◆ Directions
From the article on phosphorus pollution in Lake Erie, list each farming practice for which it gives the share of farmers in the western Lake Erie basin using it, along with that share.

◆ Extract provided
......

The U.S. Action Plan offers a useful peek at the research to date on how much reform will be needed to agricultural practices to achieve the targeted 40% phosphorus reduction. These include a USDA study showing that a 43% reduction would be achieved through improved nutrient management, erosion control, and cover crops only if those practices were adopted for 95% of cropped acres in the western Lake Erie watershed. Similarly, a 2016 analysis indicated that subsurface placement of fertilizer to avoid it being washed off of fields by precipitation would achieve less than 30% total phosphorus reductions even if adopted across all row crop acreage in the Maumee River watershed, the main contributor of phosphorus pollution to western Lake Erie. Data from the last few years suggests only 60% of farmers in the western Lake Erie basin using soil testing to determine nutrient application rates; only 25% have adopted subsurface placement of fertilizer; and only 20% utilize cover crops. These have all been identified as key practices to achieve the target of reducing phosphorus 40% by 2025. There’s clearly a lot more ground to cover in the next seven years.
2) Voluntary steps and business-as-usual practices called for under the current “Action Plan” approach aren’t enough.
In a prime candidate for understatement of the year, U.S. EPA says that “implementing a suite of conservation practices on nearly every acre in the watershed through voluntary programs may not seem realistic or feasible.” This is followed by an observation – stuck in a footnote – that, in order to reach the phosphorus reduction target for the Maumee River watershed alone, farmers would have to implement 770,000 acres of additional cover crops and more than a million additional acres of subsurface placement. U.S. EPA proposes that could be achieved based on a survey showing there are enough farmers “willing to adopt” those conservation practices. But that hope rings hollow when the same practices face real practical obstacles to adoption, such as the cost of equipment, lack of information, and other technical barriers. Meanwhile, U.S. EPA’s own analysis of the annual phosphorus reductions that would be achieved by 2019 under “the key federal and state programs and projects at work in the basin” showed they’re actually on track to achieve only a third of the phosphorus reductions needed to meet the 40% target. The search for new approaches to reducing phosphorus pollution continues; but in the meantime, it’s clear that, as ELPC Executive Director Howard Learner told the Wall Street Journal, “It’s time for the foot-dragging to come to an end” in moving forward with available solutions.
3) Climate change is making our job harder.
Although the Trump Administration’s Action Plan never mentions the term climate change, even the current U.S. EPA can’t ignore research showing that “precipitation and discharge has increased in the past decade, which accounts for ~35% of the increase in [phosphorus] loading since 2002.” That trend is in keeping with predictions by U.S. EPA’s federal sister agency, the National Oceanic and Atmospheric Administration, that climate change has driven and will continue to drive increased rainfall in the Great Lakes region, especially in the spring. The U.S. EPA Action Plan notes that this increased rainfall is a key variable in determining whether phosphorus control measures will be effective, since “annual load delivery is highly dependent on storm events.” (That’s science-speak for “a lot more phosphorus gets washed into Lake Erie in years with big rainstorms.”) Even the federal government’s optimistic assumptions about voluntary changes in farming practices won’t reduce phosphorus pollution enough in very wet years like 2011 and 2015, and climate change means we face even more of those years in the future.
There will inevitably be a lot of argument about these facts as Ohio tries to address harmful algal blooms on Lake Erie. But they certainly point to valid questions about the adequacy of the current “Action Plan.” I hope that Ohio and U.S. EPA will answer those questions with real facts going forward.

......

◆ Record set
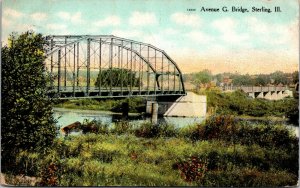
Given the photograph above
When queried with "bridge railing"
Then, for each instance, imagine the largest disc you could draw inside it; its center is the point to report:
(250, 89)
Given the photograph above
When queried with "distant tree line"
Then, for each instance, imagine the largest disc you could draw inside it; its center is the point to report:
(275, 78)
(116, 78)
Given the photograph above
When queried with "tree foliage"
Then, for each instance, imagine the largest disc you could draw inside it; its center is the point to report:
(27, 121)
(117, 77)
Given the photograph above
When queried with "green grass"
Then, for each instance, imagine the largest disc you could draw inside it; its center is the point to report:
(198, 155)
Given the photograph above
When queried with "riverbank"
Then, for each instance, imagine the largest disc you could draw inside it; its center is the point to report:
(221, 152)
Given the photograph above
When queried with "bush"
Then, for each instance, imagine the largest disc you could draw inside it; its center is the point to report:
(149, 130)
(238, 103)
(27, 123)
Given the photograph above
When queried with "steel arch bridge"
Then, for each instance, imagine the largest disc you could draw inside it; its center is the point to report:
(102, 66)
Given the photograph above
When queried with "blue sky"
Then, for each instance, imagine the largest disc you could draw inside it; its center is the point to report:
(251, 42)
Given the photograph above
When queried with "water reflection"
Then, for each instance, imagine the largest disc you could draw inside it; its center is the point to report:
(68, 116)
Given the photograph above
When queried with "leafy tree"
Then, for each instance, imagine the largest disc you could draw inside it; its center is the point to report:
(262, 80)
(201, 77)
(295, 77)
(27, 121)
(116, 78)
(242, 80)
(279, 77)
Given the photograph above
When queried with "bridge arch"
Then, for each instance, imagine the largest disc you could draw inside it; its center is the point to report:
(74, 63)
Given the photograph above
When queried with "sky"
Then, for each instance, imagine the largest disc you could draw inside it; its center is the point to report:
(249, 42)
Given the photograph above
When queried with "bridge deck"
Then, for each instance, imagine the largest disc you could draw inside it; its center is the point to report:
(70, 92)
(251, 89)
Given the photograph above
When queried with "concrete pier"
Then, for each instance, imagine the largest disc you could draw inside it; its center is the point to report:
(154, 113)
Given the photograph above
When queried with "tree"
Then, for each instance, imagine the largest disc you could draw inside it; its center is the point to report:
(27, 121)
(279, 77)
(242, 80)
(202, 77)
(116, 78)
(262, 80)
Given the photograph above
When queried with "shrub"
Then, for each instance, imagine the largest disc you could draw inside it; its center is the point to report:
(26, 112)
(193, 169)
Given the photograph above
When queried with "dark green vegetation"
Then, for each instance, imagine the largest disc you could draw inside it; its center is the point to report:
(220, 152)
(27, 124)
(136, 104)
(116, 77)
(238, 103)
(275, 78)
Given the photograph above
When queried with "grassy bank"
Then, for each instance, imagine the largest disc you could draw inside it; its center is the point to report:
(239, 104)
(219, 152)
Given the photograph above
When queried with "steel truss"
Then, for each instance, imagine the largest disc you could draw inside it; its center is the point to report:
(75, 62)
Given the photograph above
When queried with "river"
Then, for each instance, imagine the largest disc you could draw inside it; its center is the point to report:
(67, 116)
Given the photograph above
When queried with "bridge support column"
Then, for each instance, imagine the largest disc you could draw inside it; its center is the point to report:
(154, 113)
(268, 95)
(125, 109)
(260, 95)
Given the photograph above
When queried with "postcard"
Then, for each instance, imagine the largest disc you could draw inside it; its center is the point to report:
(150, 93)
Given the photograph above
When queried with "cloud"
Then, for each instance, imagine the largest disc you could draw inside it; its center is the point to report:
(199, 37)
(142, 19)
(74, 18)
(286, 34)
(170, 31)
(54, 28)
(186, 19)
(108, 21)
(228, 27)
(11, 13)
(225, 25)
(38, 16)
(127, 33)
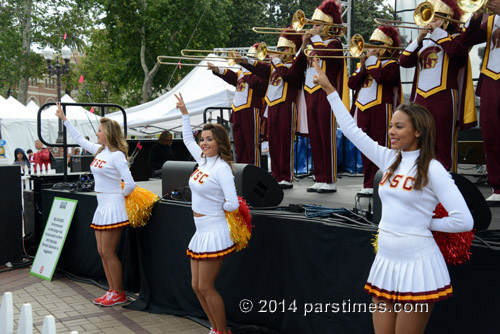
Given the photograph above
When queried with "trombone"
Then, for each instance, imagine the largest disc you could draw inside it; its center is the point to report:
(299, 21)
(163, 60)
(469, 7)
(263, 51)
(472, 6)
(356, 48)
(423, 14)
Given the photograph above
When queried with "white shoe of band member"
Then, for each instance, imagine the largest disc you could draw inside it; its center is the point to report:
(328, 188)
(493, 200)
(315, 187)
(285, 184)
(368, 191)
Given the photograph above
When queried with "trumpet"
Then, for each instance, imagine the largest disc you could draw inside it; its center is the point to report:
(423, 14)
(162, 60)
(263, 51)
(356, 48)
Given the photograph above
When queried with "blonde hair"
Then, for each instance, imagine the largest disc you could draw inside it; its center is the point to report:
(114, 135)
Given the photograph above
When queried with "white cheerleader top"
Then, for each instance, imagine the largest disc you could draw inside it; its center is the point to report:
(108, 168)
(404, 209)
(212, 183)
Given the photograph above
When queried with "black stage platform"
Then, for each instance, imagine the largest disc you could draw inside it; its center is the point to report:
(292, 265)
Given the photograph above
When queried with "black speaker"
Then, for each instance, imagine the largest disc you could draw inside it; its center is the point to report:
(175, 177)
(81, 163)
(258, 187)
(471, 152)
(252, 183)
(11, 243)
(473, 197)
(58, 165)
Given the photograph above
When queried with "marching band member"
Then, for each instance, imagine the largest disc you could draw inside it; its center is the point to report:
(281, 98)
(488, 88)
(247, 106)
(377, 86)
(440, 62)
(320, 119)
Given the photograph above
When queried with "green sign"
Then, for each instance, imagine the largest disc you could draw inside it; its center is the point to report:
(53, 238)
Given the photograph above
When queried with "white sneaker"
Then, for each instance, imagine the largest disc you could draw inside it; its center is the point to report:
(314, 188)
(493, 200)
(367, 191)
(286, 184)
(328, 188)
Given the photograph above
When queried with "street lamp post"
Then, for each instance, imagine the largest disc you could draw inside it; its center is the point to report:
(57, 69)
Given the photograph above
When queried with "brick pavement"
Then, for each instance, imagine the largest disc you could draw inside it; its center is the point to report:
(70, 304)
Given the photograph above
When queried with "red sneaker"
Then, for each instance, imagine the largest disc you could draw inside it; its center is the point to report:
(98, 300)
(114, 299)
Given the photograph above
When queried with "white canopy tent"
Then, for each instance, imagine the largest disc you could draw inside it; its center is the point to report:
(18, 124)
(200, 89)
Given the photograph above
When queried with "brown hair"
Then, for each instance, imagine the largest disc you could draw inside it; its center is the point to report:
(114, 135)
(423, 122)
(164, 136)
(222, 139)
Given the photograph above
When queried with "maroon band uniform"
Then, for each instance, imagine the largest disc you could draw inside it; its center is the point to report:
(247, 105)
(378, 92)
(488, 89)
(281, 97)
(320, 118)
(440, 61)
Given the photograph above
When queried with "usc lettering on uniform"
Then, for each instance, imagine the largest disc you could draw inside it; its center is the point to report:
(97, 163)
(199, 176)
(407, 182)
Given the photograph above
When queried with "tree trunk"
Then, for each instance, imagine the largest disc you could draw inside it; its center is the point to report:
(148, 75)
(25, 51)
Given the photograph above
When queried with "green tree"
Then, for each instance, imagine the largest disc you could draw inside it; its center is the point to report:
(27, 24)
(364, 13)
(138, 31)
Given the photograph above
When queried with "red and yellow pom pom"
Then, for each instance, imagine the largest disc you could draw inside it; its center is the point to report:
(139, 205)
(375, 242)
(240, 225)
(455, 247)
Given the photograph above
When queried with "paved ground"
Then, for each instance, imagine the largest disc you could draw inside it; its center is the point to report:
(70, 304)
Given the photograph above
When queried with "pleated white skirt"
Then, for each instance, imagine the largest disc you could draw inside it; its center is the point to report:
(408, 269)
(211, 239)
(110, 212)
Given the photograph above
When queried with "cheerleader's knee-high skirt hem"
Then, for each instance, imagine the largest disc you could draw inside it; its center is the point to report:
(211, 239)
(110, 213)
(408, 269)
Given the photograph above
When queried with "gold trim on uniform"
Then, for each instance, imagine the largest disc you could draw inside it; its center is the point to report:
(484, 68)
(444, 78)
(320, 16)
(249, 98)
(284, 42)
(378, 35)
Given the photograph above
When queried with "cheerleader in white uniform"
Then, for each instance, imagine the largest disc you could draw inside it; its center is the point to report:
(109, 168)
(213, 192)
(409, 267)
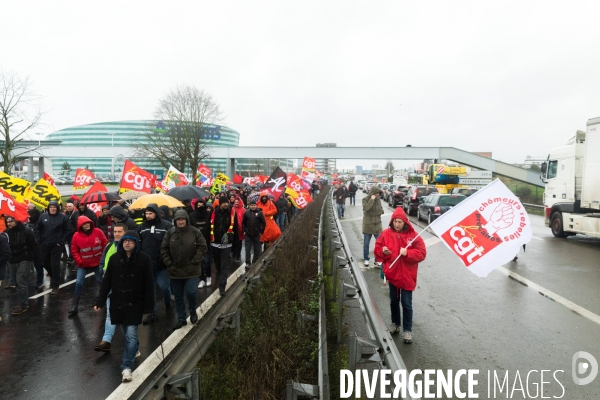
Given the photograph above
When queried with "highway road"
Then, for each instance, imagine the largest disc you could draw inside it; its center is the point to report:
(500, 325)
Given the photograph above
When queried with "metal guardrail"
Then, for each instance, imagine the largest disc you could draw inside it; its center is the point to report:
(380, 338)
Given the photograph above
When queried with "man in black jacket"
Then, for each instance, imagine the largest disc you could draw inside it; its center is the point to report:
(253, 225)
(24, 250)
(200, 219)
(129, 276)
(281, 205)
(152, 231)
(352, 189)
(119, 215)
(223, 227)
(52, 231)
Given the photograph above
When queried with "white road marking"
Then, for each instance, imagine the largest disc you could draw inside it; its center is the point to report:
(61, 286)
(540, 289)
(551, 295)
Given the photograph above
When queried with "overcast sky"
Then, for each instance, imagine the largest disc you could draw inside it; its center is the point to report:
(512, 77)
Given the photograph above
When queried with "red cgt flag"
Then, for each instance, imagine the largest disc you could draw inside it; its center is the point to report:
(9, 206)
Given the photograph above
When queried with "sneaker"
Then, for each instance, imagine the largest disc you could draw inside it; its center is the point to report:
(126, 375)
(393, 329)
(103, 346)
(179, 324)
(19, 309)
(151, 318)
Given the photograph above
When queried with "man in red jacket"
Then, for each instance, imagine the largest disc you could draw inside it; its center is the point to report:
(401, 251)
(87, 246)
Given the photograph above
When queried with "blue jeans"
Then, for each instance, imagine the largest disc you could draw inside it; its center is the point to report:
(280, 219)
(81, 273)
(164, 283)
(406, 300)
(109, 328)
(366, 243)
(187, 286)
(131, 346)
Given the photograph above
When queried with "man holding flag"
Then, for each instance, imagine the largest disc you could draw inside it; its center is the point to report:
(401, 249)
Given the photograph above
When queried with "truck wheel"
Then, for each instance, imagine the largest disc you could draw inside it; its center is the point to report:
(556, 225)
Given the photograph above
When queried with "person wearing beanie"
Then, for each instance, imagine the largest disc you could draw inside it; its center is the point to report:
(223, 232)
(23, 251)
(87, 246)
(105, 223)
(200, 219)
(253, 225)
(152, 231)
(52, 231)
(401, 249)
(182, 251)
(128, 278)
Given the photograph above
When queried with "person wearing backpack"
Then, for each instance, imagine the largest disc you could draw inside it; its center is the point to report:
(182, 251)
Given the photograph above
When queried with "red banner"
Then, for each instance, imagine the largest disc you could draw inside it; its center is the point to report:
(83, 178)
(9, 206)
(136, 178)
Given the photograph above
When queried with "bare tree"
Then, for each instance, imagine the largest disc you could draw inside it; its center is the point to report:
(186, 126)
(20, 112)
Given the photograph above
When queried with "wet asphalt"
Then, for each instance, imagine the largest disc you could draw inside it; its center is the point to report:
(496, 324)
(44, 354)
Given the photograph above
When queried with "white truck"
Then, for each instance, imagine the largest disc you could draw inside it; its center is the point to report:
(572, 177)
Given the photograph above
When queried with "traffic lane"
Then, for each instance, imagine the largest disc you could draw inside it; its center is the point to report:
(45, 354)
(568, 267)
(494, 323)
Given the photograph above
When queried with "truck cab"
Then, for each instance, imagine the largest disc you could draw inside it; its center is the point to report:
(572, 177)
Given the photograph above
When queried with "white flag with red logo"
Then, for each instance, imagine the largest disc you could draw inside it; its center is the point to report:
(486, 230)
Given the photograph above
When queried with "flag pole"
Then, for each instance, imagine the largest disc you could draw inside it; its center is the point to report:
(409, 243)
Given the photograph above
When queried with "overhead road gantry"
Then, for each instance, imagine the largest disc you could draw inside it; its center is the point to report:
(386, 153)
(382, 153)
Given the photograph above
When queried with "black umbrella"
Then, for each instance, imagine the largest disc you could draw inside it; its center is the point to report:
(99, 197)
(188, 192)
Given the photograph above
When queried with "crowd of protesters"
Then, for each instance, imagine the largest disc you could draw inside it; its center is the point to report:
(132, 252)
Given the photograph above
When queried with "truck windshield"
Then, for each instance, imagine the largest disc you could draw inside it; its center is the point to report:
(552, 168)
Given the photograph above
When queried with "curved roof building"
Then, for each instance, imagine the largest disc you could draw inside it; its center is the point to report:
(121, 137)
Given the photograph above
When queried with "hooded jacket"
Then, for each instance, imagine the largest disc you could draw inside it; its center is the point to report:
(254, 222)
(403, 273)
(87, 247)
(123, 216)
(86, 212)
(152, 233)
(23, 246)
(372, 212)
(200, 219)
(53, 229)
(183, 249)
(132, 284)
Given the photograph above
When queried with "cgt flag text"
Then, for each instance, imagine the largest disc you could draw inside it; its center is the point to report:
(486, 230)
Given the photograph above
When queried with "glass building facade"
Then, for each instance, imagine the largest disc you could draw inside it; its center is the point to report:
(127, 135)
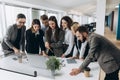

......

◆ Solution for this task
- Soil testing to determine nutrient application rates: 60%
- Subsurface placement of fertilizer: 25%
- Cover crops: 20%